- _Text provided_:
..............................
It can't be blocked here, its a "call" instruction. 

free_pages can't block either. Odd.  

It is reproducible? 

First wild guess (because I haven't got much of a clue really) 
would be to revert the mm/page_alloc.c __free_pages() "fastcall" 
gcc3.4 change.

^ permalink raw reply	[flat|nested] 6+ messages in thread

* Re: [2.4.28-rc1] process stuck in release_task() call
  2004-11-11  8:33   ` Willy Tarreau
@ 2004-11-11  8:01     ` Marcelo Tosatti
       [not found]       ` <20041112135942.GW24130@kmv.ru>
  2004-11-11 13:37     ` Andrey Melnikoff
  1 sibling, 1 reply; 6+ messages in thread
From: Marcelo Tosatti @ 2004-11-11  8:01 UTC (permalink / raw)
  To: Willy Tarreau; +Cc: Andrey J. Melnikoff (TEMHOTA), linux-kernel

On Thu, Nov 11, 2004 at 09:33:12AM +0100, Willy Tarreau wrote:
> Hi Marcelo,
> 
> > > >>EIP; c012073d <release_task+1fd/230>   <=====
> (...)
> > > c0120540 <release_task>:
> > > c0120540:       55                      push   %ebp
> > > ....
> > > c0120736:       89 d8                   mov    %ebx,%eax
> > > c0120738:       e8 73 dd 01 00          call   c013e4b0 <free_pages> <= here
> > 
> > is this release_task+1fd?  Can you send me the full disassemble of release_task?
..............................
[Data entries]
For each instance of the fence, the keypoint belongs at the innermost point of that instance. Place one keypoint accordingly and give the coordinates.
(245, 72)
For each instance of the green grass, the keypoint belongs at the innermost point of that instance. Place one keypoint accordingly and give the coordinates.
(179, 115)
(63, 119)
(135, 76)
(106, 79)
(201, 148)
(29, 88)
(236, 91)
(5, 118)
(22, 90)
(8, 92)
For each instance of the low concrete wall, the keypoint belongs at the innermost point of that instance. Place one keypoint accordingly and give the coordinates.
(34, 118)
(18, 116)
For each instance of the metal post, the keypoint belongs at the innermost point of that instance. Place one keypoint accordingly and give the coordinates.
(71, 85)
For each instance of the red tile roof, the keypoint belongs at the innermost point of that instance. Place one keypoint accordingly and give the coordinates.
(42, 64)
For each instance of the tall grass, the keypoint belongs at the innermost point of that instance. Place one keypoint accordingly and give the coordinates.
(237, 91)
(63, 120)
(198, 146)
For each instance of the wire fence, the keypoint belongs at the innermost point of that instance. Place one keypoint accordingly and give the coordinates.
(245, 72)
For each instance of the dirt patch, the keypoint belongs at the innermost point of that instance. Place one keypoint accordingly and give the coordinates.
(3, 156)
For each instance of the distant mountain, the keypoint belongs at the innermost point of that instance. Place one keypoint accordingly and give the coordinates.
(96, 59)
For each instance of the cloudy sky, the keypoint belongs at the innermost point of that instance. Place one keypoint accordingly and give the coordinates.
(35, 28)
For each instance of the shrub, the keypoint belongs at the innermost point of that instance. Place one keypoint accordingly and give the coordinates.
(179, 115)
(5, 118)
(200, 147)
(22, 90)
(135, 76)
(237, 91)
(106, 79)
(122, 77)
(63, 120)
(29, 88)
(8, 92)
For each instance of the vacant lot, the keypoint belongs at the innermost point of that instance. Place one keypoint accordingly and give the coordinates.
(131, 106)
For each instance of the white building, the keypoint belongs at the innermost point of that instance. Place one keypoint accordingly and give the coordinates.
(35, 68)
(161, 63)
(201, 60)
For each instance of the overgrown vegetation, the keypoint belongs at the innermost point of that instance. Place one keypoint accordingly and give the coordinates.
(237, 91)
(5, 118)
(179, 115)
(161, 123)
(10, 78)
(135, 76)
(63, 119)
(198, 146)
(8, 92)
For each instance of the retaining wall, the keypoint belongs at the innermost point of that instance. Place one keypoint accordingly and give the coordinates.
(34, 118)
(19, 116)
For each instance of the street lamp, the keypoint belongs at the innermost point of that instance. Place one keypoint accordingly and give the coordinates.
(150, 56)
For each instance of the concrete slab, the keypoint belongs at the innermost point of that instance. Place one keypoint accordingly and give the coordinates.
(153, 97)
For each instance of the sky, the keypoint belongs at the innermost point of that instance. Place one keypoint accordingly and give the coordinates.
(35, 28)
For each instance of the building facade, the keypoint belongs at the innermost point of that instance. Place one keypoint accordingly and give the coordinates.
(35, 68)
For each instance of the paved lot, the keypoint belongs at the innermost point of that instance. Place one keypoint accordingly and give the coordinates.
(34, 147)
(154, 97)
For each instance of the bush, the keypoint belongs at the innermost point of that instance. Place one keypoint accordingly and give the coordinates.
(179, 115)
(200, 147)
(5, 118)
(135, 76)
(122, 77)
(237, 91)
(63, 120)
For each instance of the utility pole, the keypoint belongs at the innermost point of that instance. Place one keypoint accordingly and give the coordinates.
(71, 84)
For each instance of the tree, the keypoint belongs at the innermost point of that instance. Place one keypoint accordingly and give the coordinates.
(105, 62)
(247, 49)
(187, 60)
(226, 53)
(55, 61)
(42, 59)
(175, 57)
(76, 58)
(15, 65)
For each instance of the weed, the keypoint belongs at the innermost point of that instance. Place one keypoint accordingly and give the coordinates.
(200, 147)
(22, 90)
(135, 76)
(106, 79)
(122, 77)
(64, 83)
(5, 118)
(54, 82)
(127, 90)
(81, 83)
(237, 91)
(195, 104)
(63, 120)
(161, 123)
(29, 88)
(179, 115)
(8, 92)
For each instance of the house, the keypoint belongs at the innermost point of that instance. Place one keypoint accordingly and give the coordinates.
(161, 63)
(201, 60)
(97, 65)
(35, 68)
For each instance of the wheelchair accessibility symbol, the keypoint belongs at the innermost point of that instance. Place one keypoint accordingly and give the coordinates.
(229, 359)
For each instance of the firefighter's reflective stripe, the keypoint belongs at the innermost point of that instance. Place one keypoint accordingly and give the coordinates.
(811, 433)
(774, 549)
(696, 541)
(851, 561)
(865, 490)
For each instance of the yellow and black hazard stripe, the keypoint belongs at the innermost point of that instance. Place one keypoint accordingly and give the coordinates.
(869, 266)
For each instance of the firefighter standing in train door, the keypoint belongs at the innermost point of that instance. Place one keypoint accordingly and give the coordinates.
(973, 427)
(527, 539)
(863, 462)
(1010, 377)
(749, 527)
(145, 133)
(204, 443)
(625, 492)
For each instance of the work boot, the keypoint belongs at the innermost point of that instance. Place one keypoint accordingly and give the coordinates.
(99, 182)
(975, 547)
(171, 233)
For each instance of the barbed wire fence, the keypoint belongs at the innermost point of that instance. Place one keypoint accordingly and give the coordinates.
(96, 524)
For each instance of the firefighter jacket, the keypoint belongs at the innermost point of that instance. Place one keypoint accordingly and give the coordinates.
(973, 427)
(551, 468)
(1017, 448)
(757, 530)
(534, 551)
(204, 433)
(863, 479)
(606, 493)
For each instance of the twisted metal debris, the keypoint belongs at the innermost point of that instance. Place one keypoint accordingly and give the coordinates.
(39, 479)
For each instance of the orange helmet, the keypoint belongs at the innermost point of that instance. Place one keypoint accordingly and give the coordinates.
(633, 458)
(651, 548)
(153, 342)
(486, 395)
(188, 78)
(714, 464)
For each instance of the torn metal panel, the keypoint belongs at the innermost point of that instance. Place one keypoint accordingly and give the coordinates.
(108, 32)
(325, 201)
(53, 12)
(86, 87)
..............................
- _Request_: Decide whether each statement agrees with the kernel thread excerpt, answering yes or no and quoting the words from it that settle the matter. (a) The writer says free_pages is able to block. (b) The suggestion to revert the __free_pages() change is offered as a wild guess. (c) The quoted message from Willy Tarreau opens by greeting Marcelo.

- _Response below_:
(a) No: "free_pages can't block either."
(b) Yes: "First wild guess"
(c) Yes: "Hi Marcelo,"